**WHAT NEEDS TO BE DONE**:
Rewrite the rows below with every occurrence of "one point per instance" swapped for "a single point for each instance" and everything else left as it is. Omit the pictures from your answer.

**RAW RECORDS**:
···
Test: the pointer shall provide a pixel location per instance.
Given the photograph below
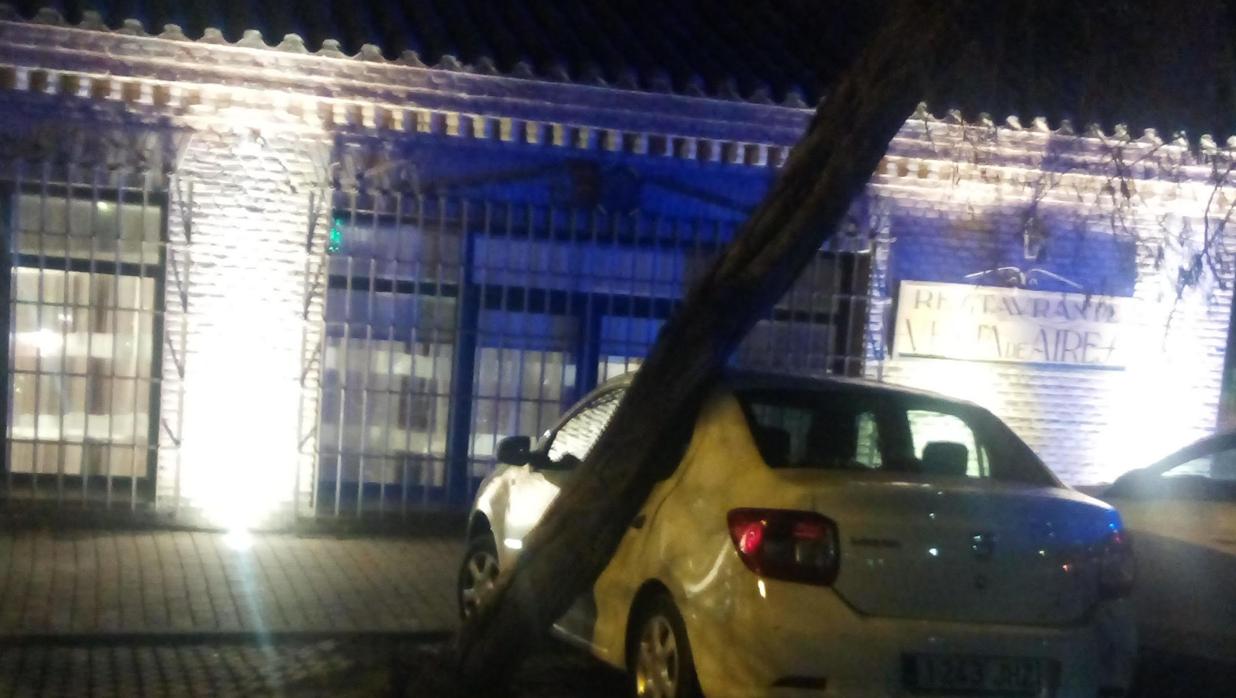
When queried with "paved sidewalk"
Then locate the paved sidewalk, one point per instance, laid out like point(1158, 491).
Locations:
point(179, 582)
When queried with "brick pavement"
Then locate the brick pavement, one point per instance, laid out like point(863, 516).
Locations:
point(182, 582)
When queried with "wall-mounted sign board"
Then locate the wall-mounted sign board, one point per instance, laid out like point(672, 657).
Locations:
point(974, 323)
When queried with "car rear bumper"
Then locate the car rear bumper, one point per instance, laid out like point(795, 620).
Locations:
point(796, 640)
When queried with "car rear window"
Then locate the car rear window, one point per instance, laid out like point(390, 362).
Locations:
point(867, 430)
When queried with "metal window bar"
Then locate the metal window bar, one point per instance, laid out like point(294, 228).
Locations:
point(68, 353)
point(449, 324)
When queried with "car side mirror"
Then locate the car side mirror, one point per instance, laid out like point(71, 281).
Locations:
point(516, 450)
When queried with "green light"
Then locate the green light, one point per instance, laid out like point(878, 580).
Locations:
point(335, 240)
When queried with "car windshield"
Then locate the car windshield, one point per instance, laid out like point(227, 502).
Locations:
point(862, 431)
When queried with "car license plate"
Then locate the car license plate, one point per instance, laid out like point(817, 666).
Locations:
point(975, 676)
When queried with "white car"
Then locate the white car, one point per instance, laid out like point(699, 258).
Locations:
point(834, 539)
point(1182, 513)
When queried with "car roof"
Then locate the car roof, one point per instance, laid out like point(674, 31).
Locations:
point(1215, 442)
point(774, 381)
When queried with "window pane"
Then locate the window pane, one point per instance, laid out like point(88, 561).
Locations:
point(108, 230)
point(80, 368)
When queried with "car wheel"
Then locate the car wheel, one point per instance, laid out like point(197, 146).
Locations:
point(478, 573)
point(660, 655)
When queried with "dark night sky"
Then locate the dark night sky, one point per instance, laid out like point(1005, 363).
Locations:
point(1169, 67)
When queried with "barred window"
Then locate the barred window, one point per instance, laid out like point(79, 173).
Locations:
point(83, 282)
point(580, 433)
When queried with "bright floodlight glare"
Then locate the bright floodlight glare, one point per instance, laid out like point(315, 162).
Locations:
point(239, 539)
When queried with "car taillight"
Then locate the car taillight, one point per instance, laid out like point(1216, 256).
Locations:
point(794, 546)
point(1117, 567)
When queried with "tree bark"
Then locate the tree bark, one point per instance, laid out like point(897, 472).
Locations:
point(827, 169)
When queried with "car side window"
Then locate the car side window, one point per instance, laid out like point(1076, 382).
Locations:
point(580, 433)
point(936, 434)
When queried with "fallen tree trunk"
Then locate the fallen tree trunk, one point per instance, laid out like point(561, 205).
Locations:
point(825, 173)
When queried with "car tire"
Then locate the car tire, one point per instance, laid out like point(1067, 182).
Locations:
point(659, 654)
point(477, 572)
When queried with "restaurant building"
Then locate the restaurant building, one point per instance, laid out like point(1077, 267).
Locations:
point(260, 268)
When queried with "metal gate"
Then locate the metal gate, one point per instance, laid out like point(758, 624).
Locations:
point(449, 324)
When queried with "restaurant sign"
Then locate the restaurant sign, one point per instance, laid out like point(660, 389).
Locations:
point(975, 323)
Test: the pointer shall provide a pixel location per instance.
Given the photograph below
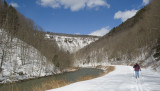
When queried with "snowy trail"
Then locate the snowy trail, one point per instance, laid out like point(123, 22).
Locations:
point(122, 79)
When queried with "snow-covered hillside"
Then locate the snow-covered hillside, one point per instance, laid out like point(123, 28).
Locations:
point(122, 79)
point(71, 43)
point(21, 61)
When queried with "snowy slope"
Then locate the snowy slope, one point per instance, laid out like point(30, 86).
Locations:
point(71, 43)
point(121, 79)
point(21, 61)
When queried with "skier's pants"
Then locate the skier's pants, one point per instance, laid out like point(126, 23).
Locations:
point(137, 74)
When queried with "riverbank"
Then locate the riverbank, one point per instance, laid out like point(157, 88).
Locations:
point(58, 80)
point(60, 83)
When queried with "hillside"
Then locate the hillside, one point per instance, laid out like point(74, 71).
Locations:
point(135, 40)
point(71, 43)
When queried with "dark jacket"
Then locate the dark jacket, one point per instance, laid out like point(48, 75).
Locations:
point(136, 67)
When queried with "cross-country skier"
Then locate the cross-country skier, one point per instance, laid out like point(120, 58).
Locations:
point(137, 69)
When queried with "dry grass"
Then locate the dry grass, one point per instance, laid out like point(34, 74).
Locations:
point(51, 84)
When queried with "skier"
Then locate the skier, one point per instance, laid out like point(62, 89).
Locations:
point(137, 69)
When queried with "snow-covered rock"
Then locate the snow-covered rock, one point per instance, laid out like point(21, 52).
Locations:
point(21, 61)
point(71, 43)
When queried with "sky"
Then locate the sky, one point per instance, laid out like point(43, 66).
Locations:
point(84, 17)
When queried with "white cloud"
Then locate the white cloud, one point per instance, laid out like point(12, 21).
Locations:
point(14, 4)
point(77, 33)
point(73, 5)
point(101, 32)
point(145, 2)
point(125, 15)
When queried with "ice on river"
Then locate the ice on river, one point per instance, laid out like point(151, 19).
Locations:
point(122, 79)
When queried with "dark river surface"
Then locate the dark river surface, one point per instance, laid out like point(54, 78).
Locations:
point(68, 76)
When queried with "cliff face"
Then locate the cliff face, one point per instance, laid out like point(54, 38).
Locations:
point(71, 43)
point(21, 61)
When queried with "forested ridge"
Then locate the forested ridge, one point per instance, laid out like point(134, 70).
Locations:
point(134, 40)
point(17, 25)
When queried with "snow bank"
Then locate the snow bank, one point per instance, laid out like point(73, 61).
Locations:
point(122, 79)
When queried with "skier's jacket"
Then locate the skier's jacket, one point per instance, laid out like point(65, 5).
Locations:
point(136, 67)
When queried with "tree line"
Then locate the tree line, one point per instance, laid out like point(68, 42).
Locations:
point(18, 26)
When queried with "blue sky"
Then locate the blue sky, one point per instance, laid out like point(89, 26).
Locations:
point(86, 17)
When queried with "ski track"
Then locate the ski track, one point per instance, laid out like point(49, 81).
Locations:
point(122, 79)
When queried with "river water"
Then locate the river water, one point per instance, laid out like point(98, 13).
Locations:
point(68, 76)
···
**ANSWER TO THIS TASK**:
Test: the pointer shall provide a pixel location per instance.
Given the photograph below
When queried with "paved sidewalk"
Then locate the paved sidewalk, a single point for each instance, laid out like point(1158, 491).
Locations:
point(179, 582)
When queried with "brick pavement"
Then locate the brick pavement, a single point for each instance, laid out like point(863, 516).
Locations:
point(182, 582)
When queried with "wall-mounted sign board"
Then locate the wall-mounted sign board, a single point for each instance, laid out like point(672, 657).
Locations:
point(974, 323)
When queried with "car rear bumper"
Then locate the car rear bumper, a single point for each instance, laid out like point(795, 620).
Locations:
point(796, 640)
When queried with "car rear window"
Then locate the car rear window, a single point for each instance, laid out like point(390, 362).
Locations:
point(867, 430)
When queried with "metal window bar"
Then locate the metal window bar, a single point for each instance, laid out like point(294, 228).
Locations:
point(68, 353)
point(449, 324)
When queried with "car side mirror"
Then locate the car side mirror, a single point for each instance, laid out like point(71, 281).
Locations:
point(516, 450)
When queried with "green light"
Then locate the green light, a single point for each instance, laid out like point(878, 580).
Locations:
point(335, 240)
When queried with "car windshield"
Then locate the car windshield, a single point for each instance, laid out like point(227, 502).
Locations:
point(862, 431)
When queried with "car license plate"
Then locate the car license plate, a single point for each instance, laid out like point(817, 666).
Locations:
point(975, 676)
When queried with "white car"
Then locate the white car, a single point for each instance, laid out like point(699, 258).
Locations:
point(834, 539)
point(1182, 513)
When queried with "car roof"
Then locate the car roof, a single point for each instance, laid out like point(674, 31).
Locations:
point(1215, 442)
point(774, 381)
When queried with "window pane"
Then locate the window pane, a single point for each instance, laid out like point(88, 561).
Locations:
point(108, 230)
point(80, 368)
When queried with "car wheel"
Then locate the car wheel, a single point for each instance, laid out like point(197, 146).
Locations:
point(478, 573)
point(660, 655)
When queried with "dark night sky"
Then locate the dark night sky, a single point for each instance, laid out like point(1005, 363).
Locations:
point(1169, 67)
When queried with "barred window"
Then locate the barred window, a single point for each instance, laid out like point(79, 173).
Locations:
point(83, 282)
point(580, 433)
When queried with "bright floodlight glare"
Then locate the bright floodlight glare, a single point for each instance, laid out like point(315, 162).
Locations:
point(239, 539)
When queried with "car taillight"
Then locate the car taillight, a single point for each instance, laid out like point(1216, 256).
Locations:
point(794, 546)
point(1117, 567)
When queried with "tree bark"
Then locate the tree bark, a single point for each instance, laid out like point(897, 472).
Locations:
point(827, 169)
When queried with "car side window"
Then locate the car side window, a single point for each instance, laid out like point(1076, 382).
Locations:
point(580, 433)
point(936, 434)
When queried with "fallen tree trunk"
Then locate the fallen tree trunk, a single point for each instance, laid out like point(561, 205).
Locations:
point(825, 173)
When queried with "car tire"
Then locate the car tire, a single point for each instance, laid out like point(1067, 182).
Locations:
point(659, 654)
point(477, 572)
When queried with "restaurant building"
Then locate the restaurant building, a single point for each instance, laid out like point(1077, 267).
Locations:
point(260, 268)
When queried with "metal gate"
Then locate the metal gate, a single point for each instance, laid out like point(758, 624).
Locations:
point(449, 324)
When queried with "restaurant sign"
Then locate the restaurant sign, a single point for each instance, laid out like point(660, 389).
Locations:
point(975, 323)
Test: the pointer shall provide a pixel location per instance.
Given the photograph below
When queried with "snowy trail"
Then locate the snowy trail, a single point for each instance, laid out like point(123, 22).
Locations:
point(122, 79)
When queried with "snow-covered hillside"
Then locate the snow-covered hillside, a single point for each instance, laid out like point(123, 28).
Locations:
point(122, 79)
point(71, 43)
point(21, 61)
When queried with "snowy slope"
Then locate the snowy slope, a single point for each instance, laid out like point(30, 86).
Locations:
point(71, 43)
point(121, 79)
point(21, 61)
When queried with "skier's pants"
Then locate the skier's pants, a single point for each instance, laid out like point(126, 23).
Locations:
point(137, 74)
When queried with "riverbank"
Then locate the riverbank, a single point for each instance, laid out like point(157, 88).
Locations:
point(58, 80)
point(60, 83)
When queried with "hillside"
Then locate the hillside, a single point for each instance, laid out like point(74, 71).
Locations:
point(135, 40)
point(71, 43)
When queried with "dark jacket"
Then locate the dark jacket, a single point for each instance, laid out like point(48, 75).
Locations:
point(136, 67)
When queried with "cross-country skier"
Then locate the cross-country skier, a single point for each instance, laid out like point(120, 58).
Locations:
point(137, 69)
When queried with "dry grass"
Then locate the dry grass, a single point for each instance, laid out like point(34, 74).
Locations:
point(51, 84)
When queried with "skier"
Then locate the skier, a single point for each instance, laid out like point(62, 89).
Locations:
point(137, 69)
When queried with "snow-covered rock"
Then locate the snow-covered rock, a single point for each instance, laid out like point(21, 52).
Locations:
point(21, 61)
point(71, 43)
When queried with "sky"
Then locate the sky, a single point for each instance, laid out like point(43, 66).
Locations:
point(84, 17)
When queried with "white cloud"
Then locate the white cloud, a single point for each instance, laid out like point(12, 21).
Locations:
point(14, 4)
point(77, 33)
point(73, 5)
point(101, 32)
point(145, 2)
point(125, 15)
When queried with "ice on river"
Then locate the ice on river, a single point for each instance, laid out like point(151, 19).
Locations:
point(122, 79)
When queried with "dark river surface"
Then locate the dark river surface, a single point for each instance, laid out like point(54, 78).
Locations:
point(68, 76)
When queried with "cliff face"
Then locate the cliff face, a single point for each instance, laid out like point(54, 38).
Locations:
point(71, 43)
point(21, 61)
When queried with "forested ridge"
Then locate the forested ridge, a single point for each instance, laid out like point(134, 70).
Locations:
point(134, 40)
point(17, 25)
When queried with "snow bank"
Then locate the snow bank, a single point for each instance, laid out like point(73, 61).
Locations:
point(122, 79)
When queried with "skier's jacket"
Then locate the skier's jacket, a single point for each instance, laid out like point(65, 5).
Locations:
point(136, 67)
When queried with "tree line"
Then locate the tree line, a single point for each instance, laid out like point(68, 42).
Locations:
point(18, 26)
When queried with "blue sky"
Then locate the blue sky, a single point for each instance, laid out like point(89, 26).
Locations:
point(86, 17)
When queried with "ski track"
Then locate the ski track, a single point for each instance, laid out like point(49, 81).
Locations:
point(122, 79)
When queried with "river water"
Then locate the river water, a single point for each instance, laid out like point(98, 13).
Locations:
point(68, 76)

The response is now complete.